Stored data entries
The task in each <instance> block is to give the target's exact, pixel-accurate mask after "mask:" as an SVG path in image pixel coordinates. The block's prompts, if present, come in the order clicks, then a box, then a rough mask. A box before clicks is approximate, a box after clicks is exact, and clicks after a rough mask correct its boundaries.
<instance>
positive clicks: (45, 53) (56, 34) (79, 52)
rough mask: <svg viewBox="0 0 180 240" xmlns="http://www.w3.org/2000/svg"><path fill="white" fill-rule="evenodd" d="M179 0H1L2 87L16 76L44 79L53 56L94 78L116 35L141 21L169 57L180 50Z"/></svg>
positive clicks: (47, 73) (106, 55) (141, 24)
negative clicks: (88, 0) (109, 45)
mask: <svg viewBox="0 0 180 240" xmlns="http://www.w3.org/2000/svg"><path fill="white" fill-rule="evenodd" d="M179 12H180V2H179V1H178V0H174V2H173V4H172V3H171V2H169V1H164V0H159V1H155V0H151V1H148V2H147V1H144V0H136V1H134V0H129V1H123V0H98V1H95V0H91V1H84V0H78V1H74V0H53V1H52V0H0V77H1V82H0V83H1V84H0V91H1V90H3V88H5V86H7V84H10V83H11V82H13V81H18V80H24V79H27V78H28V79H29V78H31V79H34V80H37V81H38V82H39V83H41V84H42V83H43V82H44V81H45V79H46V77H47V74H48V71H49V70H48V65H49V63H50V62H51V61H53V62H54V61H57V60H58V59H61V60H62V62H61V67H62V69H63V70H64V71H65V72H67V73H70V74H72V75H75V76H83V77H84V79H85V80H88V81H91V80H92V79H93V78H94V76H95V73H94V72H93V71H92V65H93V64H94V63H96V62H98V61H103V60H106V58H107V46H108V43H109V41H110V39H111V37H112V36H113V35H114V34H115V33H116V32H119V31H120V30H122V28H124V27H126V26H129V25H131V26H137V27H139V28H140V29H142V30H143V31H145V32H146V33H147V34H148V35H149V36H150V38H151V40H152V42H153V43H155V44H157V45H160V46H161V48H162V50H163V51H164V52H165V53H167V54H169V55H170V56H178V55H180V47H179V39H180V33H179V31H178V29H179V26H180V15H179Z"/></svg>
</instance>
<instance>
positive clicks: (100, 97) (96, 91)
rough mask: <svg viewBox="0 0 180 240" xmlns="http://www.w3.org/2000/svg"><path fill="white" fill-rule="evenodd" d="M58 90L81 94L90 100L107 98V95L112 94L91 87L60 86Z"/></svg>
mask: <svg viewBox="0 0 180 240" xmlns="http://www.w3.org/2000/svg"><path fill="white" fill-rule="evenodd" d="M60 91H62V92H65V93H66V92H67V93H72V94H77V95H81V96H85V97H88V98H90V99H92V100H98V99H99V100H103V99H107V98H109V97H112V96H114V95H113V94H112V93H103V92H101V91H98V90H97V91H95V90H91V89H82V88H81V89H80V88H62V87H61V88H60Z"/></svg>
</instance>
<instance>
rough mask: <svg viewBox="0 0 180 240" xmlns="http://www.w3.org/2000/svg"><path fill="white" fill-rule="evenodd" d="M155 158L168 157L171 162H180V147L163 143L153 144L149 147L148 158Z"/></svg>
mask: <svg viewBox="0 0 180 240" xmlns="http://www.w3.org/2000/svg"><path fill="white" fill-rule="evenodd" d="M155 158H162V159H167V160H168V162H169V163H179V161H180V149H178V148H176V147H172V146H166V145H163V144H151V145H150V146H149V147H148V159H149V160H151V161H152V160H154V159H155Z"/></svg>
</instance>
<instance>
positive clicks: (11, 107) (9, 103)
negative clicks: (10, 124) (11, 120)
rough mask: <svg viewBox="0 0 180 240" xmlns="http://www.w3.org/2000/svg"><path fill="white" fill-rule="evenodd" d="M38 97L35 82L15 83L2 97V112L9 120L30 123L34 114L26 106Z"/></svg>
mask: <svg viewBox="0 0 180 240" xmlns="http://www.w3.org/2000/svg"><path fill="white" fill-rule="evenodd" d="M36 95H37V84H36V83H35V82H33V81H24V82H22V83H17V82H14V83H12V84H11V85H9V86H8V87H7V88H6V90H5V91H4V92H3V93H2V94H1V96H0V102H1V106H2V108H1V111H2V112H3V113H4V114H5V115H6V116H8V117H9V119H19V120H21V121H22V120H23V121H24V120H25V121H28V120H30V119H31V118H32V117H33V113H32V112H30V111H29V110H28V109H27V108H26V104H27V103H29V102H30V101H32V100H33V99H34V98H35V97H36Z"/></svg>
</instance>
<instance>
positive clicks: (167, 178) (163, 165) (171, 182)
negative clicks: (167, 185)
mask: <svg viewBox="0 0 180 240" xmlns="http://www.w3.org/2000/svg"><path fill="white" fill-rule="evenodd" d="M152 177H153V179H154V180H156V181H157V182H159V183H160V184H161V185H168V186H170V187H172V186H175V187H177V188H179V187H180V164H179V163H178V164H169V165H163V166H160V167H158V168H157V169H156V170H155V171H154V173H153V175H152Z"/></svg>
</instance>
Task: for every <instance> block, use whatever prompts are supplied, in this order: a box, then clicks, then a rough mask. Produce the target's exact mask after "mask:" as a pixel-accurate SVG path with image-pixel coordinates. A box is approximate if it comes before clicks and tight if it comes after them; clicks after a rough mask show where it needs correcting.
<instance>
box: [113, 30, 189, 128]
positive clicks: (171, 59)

Your objective
Write out word for word only the lines from the start of the entries down to the line with "positive clicks: (47, 73) (106, 55) (141, 24)", please, including both ends.

Solution to the problem
The task in each <instance> block is to give the target's exact, pixel-accurate mask after "mask:" as an SVG path in image pixel coordinates. The block's prompts, if present, come in the order clicks, then a box, then a rough mask. A box before clicks is approximate, a box after clicks is exact, and clicks after a rough mask correct its boundaries.
<instance>
positive clicks: (45, 53) (56, 34) (79, 52)
rough mask: <svg viewBox="0 0 180 240" xmlns="http://www.w3.org/2000/svg"><path fill="white" fill-rule="evenodd" d="M179 0H1L2 87L16 76L44 79L53 56L94 78L116 35L141 21L169 57L180 50Z"/></svg>
positive clicks: (47, 73) (106, 55) (141, 24)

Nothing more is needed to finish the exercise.